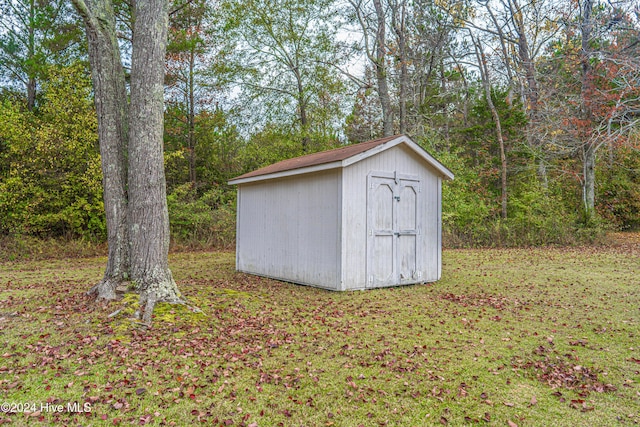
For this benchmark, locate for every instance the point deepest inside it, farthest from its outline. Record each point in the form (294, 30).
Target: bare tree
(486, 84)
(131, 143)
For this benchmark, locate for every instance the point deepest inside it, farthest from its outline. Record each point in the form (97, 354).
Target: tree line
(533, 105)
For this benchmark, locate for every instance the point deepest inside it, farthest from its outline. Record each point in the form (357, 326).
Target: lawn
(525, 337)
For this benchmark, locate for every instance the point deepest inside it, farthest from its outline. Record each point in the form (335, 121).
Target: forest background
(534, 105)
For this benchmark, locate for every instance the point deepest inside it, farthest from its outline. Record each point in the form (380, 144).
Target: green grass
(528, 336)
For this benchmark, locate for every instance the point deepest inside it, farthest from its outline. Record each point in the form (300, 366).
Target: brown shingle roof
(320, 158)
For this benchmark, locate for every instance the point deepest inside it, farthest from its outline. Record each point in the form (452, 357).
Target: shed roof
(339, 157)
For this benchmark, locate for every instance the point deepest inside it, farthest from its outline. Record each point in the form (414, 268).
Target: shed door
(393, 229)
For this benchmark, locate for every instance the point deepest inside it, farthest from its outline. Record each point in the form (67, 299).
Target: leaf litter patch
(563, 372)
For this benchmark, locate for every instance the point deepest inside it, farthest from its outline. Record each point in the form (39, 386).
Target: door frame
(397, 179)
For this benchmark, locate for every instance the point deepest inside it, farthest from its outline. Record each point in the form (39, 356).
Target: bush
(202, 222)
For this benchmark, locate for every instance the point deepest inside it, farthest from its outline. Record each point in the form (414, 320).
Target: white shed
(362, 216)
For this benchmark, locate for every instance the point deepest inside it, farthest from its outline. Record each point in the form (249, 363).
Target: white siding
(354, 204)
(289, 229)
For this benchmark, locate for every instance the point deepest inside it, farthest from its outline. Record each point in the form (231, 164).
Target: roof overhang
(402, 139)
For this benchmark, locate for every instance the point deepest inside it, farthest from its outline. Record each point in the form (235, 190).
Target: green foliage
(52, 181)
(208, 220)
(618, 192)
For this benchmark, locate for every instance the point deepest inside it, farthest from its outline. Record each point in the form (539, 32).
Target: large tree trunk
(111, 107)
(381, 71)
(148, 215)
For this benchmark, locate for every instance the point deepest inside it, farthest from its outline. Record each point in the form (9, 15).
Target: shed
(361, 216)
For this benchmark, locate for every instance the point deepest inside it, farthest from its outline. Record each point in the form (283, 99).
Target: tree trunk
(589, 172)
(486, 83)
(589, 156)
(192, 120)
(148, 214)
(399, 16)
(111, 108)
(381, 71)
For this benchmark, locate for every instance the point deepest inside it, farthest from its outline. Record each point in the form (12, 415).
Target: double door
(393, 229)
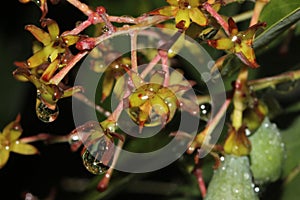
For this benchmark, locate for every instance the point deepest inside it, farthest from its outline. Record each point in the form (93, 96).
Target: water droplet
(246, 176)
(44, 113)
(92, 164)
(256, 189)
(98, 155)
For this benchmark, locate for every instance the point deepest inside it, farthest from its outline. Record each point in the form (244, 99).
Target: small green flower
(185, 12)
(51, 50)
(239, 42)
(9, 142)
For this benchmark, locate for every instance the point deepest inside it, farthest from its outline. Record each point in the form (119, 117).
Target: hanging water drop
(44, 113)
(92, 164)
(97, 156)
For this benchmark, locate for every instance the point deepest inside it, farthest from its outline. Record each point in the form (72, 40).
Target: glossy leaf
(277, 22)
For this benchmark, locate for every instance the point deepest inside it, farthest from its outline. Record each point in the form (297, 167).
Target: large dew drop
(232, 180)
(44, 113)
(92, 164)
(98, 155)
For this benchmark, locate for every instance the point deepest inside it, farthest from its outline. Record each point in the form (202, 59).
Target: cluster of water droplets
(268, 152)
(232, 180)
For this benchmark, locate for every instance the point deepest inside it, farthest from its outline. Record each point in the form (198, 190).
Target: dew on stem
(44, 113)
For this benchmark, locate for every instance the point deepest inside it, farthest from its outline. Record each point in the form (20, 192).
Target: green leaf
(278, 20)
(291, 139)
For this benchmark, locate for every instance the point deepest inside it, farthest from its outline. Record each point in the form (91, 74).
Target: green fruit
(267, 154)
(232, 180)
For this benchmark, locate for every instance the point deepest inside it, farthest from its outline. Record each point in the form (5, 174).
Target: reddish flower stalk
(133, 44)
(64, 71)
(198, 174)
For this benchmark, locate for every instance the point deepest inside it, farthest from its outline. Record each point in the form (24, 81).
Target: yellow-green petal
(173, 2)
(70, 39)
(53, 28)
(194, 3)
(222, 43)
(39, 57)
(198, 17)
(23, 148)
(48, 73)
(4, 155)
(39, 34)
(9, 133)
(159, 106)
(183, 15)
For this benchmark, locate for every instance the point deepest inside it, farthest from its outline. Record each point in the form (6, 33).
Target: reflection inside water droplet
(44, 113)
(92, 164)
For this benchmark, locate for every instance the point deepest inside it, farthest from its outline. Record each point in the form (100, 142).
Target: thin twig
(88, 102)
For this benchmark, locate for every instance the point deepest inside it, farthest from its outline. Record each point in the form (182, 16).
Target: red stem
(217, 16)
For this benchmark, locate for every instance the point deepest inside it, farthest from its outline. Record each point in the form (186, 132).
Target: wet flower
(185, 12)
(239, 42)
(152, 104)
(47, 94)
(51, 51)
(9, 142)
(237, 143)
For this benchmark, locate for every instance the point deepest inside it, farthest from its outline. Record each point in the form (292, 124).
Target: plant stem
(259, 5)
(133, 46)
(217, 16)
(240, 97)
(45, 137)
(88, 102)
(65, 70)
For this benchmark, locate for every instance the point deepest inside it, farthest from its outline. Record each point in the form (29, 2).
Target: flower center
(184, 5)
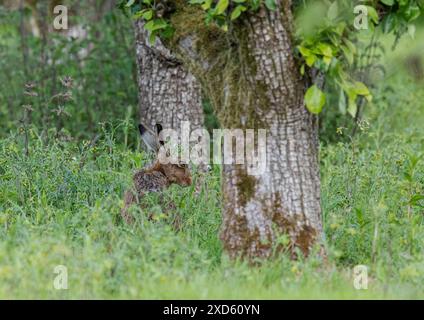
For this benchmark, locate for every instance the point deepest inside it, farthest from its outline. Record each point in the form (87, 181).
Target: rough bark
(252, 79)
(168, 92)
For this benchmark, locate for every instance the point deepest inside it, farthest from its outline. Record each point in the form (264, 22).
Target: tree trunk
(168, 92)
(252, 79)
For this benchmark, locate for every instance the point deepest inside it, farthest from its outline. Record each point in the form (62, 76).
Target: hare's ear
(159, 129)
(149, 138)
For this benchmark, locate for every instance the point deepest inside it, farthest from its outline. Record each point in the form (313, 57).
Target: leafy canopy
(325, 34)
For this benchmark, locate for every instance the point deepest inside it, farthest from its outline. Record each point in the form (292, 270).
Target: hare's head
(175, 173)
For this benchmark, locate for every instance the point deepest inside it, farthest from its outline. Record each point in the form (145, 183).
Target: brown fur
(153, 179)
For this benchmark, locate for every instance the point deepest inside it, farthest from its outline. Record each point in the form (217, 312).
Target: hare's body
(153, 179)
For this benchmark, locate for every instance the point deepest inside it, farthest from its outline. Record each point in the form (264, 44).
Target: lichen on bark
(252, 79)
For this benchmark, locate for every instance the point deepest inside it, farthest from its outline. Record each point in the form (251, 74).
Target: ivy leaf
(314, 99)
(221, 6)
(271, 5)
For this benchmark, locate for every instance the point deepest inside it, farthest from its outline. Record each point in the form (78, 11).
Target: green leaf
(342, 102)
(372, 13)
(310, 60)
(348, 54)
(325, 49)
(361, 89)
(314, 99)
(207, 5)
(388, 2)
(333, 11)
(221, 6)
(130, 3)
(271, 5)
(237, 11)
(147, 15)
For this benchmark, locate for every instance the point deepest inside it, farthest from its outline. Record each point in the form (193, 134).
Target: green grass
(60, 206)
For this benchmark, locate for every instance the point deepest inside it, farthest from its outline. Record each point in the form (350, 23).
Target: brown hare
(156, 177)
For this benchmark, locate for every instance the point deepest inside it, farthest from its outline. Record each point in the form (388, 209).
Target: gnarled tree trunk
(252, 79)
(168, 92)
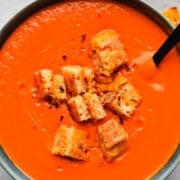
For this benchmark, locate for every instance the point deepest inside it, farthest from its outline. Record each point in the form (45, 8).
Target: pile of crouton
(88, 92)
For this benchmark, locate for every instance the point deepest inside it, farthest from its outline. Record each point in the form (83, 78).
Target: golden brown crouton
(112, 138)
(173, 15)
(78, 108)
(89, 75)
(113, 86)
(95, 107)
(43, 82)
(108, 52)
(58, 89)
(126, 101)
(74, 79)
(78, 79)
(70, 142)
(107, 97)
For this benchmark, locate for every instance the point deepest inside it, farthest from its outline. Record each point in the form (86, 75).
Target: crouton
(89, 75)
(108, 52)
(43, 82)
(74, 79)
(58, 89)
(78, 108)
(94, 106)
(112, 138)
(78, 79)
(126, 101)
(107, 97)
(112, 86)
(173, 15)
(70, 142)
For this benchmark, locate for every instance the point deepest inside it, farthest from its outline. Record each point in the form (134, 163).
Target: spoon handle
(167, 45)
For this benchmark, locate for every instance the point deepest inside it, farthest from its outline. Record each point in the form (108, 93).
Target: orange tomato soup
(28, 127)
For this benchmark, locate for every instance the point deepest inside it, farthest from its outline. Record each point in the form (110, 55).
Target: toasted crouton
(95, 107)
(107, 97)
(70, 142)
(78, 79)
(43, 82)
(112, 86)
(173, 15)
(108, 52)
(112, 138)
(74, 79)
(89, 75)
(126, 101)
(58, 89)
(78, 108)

__________

Goal -> Only the lines from the one containing "form (86, 75)." to the end of the listing belong in the output, each reproduced exactly.

Result of the exercise ->
For this benchmark, locate for every instance the point deepest inside it, farthest from its outline. Record each point in the form (86, 75).
Target: crouton
(89, 75)
(108, 52)
(43, 82)
(74, 79)
(58, 89)
(78, 108)
(94, 106)
(112, 138)
(78, 79)
(126, 101)
(107, 97)
(112, 86)
(173, 15)
(70, 142)
For this benchmark, locate for every instance the point deepest inside it, farthest from its outline. Record each point in the form (134, 163).
Target: spoon handle
(167, 45)
For this benchmark, locate for every instance the point deepest inside it, farthest from its outline. Record each point in the form (108, 93).
Target: orange tomato soup
(28, 127)
For this benchmark, locate for every instance the point deepest inside it, farthest from its outline. Record each point in the form (110, 55).
Target: toasted crouton
(95, 107)
(107, 97)
(70, 142)
(78, 79)
(43, 82)
(112, 86)
(173, 15)
(108, 52)
(112, 138)
(74, 79)
(89, 75)
(126, 101)
(58, 89)
(78, 108)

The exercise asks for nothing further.